Written request: Repeat the material exactly as it appears.
• • • •
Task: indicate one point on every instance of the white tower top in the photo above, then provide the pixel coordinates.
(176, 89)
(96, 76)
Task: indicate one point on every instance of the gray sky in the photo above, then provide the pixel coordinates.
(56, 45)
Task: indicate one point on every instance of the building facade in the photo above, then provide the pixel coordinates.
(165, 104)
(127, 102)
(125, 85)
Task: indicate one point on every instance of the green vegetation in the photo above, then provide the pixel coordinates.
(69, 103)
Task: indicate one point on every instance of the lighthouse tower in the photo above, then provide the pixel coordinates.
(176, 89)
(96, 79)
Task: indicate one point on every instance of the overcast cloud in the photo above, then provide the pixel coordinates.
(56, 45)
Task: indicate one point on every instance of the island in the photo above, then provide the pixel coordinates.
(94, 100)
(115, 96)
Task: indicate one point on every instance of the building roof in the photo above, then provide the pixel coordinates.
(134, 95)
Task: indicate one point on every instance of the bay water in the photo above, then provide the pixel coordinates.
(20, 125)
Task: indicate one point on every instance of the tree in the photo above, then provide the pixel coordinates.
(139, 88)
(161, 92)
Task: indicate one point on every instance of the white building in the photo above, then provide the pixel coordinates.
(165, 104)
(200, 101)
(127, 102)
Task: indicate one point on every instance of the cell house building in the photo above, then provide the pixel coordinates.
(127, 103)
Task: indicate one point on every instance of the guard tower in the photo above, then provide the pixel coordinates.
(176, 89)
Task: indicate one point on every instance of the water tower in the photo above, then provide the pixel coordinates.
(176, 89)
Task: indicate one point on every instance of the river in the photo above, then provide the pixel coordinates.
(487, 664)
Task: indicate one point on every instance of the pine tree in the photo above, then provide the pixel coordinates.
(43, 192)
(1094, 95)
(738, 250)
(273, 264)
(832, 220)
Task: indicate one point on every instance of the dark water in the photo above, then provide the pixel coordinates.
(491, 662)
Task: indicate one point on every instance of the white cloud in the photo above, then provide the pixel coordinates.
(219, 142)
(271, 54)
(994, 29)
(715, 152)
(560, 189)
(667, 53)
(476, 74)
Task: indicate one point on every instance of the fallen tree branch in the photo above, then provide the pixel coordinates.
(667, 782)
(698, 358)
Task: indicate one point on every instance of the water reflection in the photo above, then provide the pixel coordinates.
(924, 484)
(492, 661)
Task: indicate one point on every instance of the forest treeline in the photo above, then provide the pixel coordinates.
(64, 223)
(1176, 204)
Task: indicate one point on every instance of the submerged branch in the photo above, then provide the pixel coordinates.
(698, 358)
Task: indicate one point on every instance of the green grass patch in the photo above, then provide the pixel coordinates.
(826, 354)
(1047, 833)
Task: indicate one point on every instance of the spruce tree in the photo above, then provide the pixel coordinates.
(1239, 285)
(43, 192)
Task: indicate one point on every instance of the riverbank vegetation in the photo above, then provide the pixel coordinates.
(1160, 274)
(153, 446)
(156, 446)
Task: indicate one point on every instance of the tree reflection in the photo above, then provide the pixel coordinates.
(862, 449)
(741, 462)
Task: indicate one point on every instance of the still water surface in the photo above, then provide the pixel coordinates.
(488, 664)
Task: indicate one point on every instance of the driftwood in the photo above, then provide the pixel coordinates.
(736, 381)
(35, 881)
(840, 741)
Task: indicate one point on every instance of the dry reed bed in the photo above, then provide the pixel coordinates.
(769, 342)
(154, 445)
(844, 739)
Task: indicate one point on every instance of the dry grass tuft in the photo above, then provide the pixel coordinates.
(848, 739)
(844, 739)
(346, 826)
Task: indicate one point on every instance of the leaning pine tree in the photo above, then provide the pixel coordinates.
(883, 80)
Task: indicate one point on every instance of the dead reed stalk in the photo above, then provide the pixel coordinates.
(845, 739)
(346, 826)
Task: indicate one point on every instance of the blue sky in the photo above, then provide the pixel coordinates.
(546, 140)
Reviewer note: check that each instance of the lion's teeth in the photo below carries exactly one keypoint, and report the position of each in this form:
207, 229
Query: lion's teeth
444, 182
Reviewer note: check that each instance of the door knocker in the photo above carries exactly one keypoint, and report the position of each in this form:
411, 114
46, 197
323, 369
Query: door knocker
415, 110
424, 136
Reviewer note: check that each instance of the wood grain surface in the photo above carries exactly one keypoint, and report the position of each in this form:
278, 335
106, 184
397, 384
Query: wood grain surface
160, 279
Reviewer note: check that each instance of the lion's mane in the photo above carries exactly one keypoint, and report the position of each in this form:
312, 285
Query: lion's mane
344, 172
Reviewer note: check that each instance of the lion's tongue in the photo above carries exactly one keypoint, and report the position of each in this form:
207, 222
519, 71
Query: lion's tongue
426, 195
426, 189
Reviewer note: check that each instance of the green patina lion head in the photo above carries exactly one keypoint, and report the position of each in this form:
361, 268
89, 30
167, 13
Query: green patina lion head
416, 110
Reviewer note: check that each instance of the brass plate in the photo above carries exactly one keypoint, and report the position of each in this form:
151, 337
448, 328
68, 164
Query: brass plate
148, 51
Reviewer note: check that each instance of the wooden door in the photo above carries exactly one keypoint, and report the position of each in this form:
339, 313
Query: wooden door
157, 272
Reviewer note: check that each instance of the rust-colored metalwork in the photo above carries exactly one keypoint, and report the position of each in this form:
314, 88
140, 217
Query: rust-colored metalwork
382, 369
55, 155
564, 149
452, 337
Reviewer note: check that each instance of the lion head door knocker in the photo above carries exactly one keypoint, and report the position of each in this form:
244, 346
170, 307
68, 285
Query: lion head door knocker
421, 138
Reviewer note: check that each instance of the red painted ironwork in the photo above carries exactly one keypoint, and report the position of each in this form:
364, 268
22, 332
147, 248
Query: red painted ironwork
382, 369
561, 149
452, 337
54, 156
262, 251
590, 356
• • • •
Solution to this problem:
Task: indicate one point on every instance of the white tower top in the photo above, then provide the pixel coordinates.
(176, 89)
(96, 76)
Task: indicate one point on every instance of the gray sky in the photo above, then provide the pixel coordinates.
(56, 45)
Task: indicate one point on every instance of the building facade in the photo above, then provide the pixel coordinates.
(165, 104)
(127, 102)
(125, 85)
Task: indicate one point on every instance of the green vegetation in the photo above, then provide the pixel coordinates.
(69, 103)
Task: indicate one point on every instance of the lighthouse tower in the photo above, then provide the pixel coordinates.
(176, 89)
(96, 79)
Task: indicate one point on every instance of the overcast cloud in the photo above, then provide the pixel coordinates.
(56, 45)
Task: indicate one point on every instance of the island in the photo above, then provide the pixel coordinates.
(94, 100)
(115, 96)
Task: indicate one point on every instance of the building roof in the photo above, then provide the pixel coordinates.
(134, 95)
Task: indicate one point on every instance of the bay water in the photo above, then provide the pixel coordinates.
(20, 125)
Task: indicate one point on every instance of the tree in the photo above, then provide the pixel coordinates.
(139, 88)
(161, 92)
Task: indicate one point on every instance of the white building in the photo above, then provide the pixel coordinates.
(165, 104)
(200, 101)
(127, 102)
Task: indicate one point on every instance of the cell house building in the photo above, then provide the pixel coordinates.
(127, 103)
Task: indicate one point on every instance of the guard tower in the photo above, then provide the pixel coordinates.
(176, 89)
Task: indicate one point on every instance of the water tower in the photo above, then provide the pixel coordinates.
(176, 89)
Task: indicate one point on every instance of the river in the photo above, then provide the pixel coordinates.
(487, 664)
Task: indicate one point on every instance of the pine tree in the photo above, then provide the pixel coordinates.
(43, 192)
(1094, 95)
(738, 250)
(273, 264)
(832, 220)
Task: indicate one point on every instance of the dark water in the photo above, then provide the pixel coordinates.
(491, 662)
Task: indicate one point on every instance of the white cloud in the photo above, then provide the pixel coordinates.
(219, 142)
(271, 54)
(994, 29)
(715, 152)
(560, 189)
(667, 53)
(476, 74)
Task: indicate one point on every instance of the fallen tree branch in the photo above, then provide the pixel coordinates.
(667, 782)
(698, 358)
Task: indicate one point on every instance of the water reflection in the photo above, then provide the pixel coordinates.
(924, 484)
(492, 661)
Task: indicate one point on every instance of the forest treeline in the photo above, then provide the pixel coordinates.
(64, 223)
(1176, 204)
Task: indicate one point on every instance of the submerged branch in the photo above, then provide the pixel coordinates.
(698, 358)
Task: indicate one point on every instance of the green grass patch in the photo above, then provide the pixel coordinates.
(826, 354)
(1047, 833)
Task: indicate one point on every instance of the spruce tree in the photo above, then provide the pixel coordinates.
(1239, 285)
(43, 192)
Task: indicate one point on every instance of the riverbank vegetation in the photo above, then provide the pixel coordinates.
(1160, 274)
(153, 446)
(156, 446)
Task: indicate one point on every instance of the tree reflection in the photo above, then provide the pixel coordinates.
(862, 449)
(741, 462)
Task: indicate one point on every instance of the still water surface in the photo above, then provide the pixel coordinates.
(488, 664)
Task: indicate one point on every instance of the driftwood in the photo above, then provide the pixel coordinates.
(736, 381)
(35, 881)
(840, 741)
Task: indicate one point on every instance of the dry reed bed in the photo above, then provide the pixel coordinates.
(769, 342)
(154, 445)
(844, 739)
Task: indicate one point on every instance of the dry grass tuft in the photo above, then provide the pixel coordinates.
(848, 739)
(844, 739)
(346, 826)
Task: indicate one point on every instance of the leaning pine tree in the photo above, then provide the pixel coordinates.
(883, 80)
Task: indicate one point on every instance of the dead reed stalk in the photo above, then provide the pixel coordinates.
(845, 739)
(346, 826)
Task: indicate one point on every instance of the blue sky in the photo above, then provide the pixel coordinates.
(546, 140)
Reviewer note: check that each instance of the lion's teeth in the photo below carries exactly one keypoint, and report the position of each in this form:
207, 229
Query: lion's teeth
444, 182
Reviewer note: check that each instance of the door knocker in the photo above carries exactly one keypoint, and report the position of each in this form:
411, 114
46, 197
323, 369
Query: door knocker
415, 110
424, 136
Reviewer note: check that each instance of the wood grain surface in the photo above carries exactly one keypoint, and report the position of each in this form:
278, 335
106, 184
397, 384
Query: wood grain surface
160, 279
Reviewer note: check that each instance of the lion's mane in the photo above carries exactly one keypoint, and report the position of each in this form:
312, 285
Query: lion's mane
344, 172
Reviewer note: check that each instance of the lion's tongue in the photo above carries exactly one keypoint, and report the position of each in this form:
207, 222
519, 71
Query: lion's tongue
426, 195
426, 189
Reviewer note: check that each instance of the green patina lion head in the photo above carries exactly one keypoint, and report the position of each in this form:
361, 268
89, 30
167, 13
Query: green patina lion head
416, 110
Reviewer note: check that each instance of the brass plate in the photo above carries exactly one keypoint, and report the position of each in this form:
151, 337
448, 328
68, 164
Query: brass plate
148, 51
Reviewer note: check that each instance of the wooden door in the photo above carries exactly one keypoint, and report the position of each in this form:
339, 313
Query: wooden door
157, 272
Reviewer note: check that each instance of the rust-colored metalwork in the photo above carries exactly one keypoint, and report the position of each in this form:
314, 88
140, 217
Query: rust-colored metalwork
382, 369
55, 155
564, 149
452, 337
Reviewer note: check that each instance of the lion head door knocker in the photo above carries exactly one keypoint, and report the position of each in this form:
244, 346
170, 307
68, 285
Query: lion head door knocker
421, 138
Reviewer note: check that each instance of the red painted ironwork in the photo above carries exactly one keypoint, and report the position of each in this form:
364, 268
22, 332
147, 248
Query: red painted ironwork
382, 369
561, 149
452, 337
54, 156
262, 251
590, 356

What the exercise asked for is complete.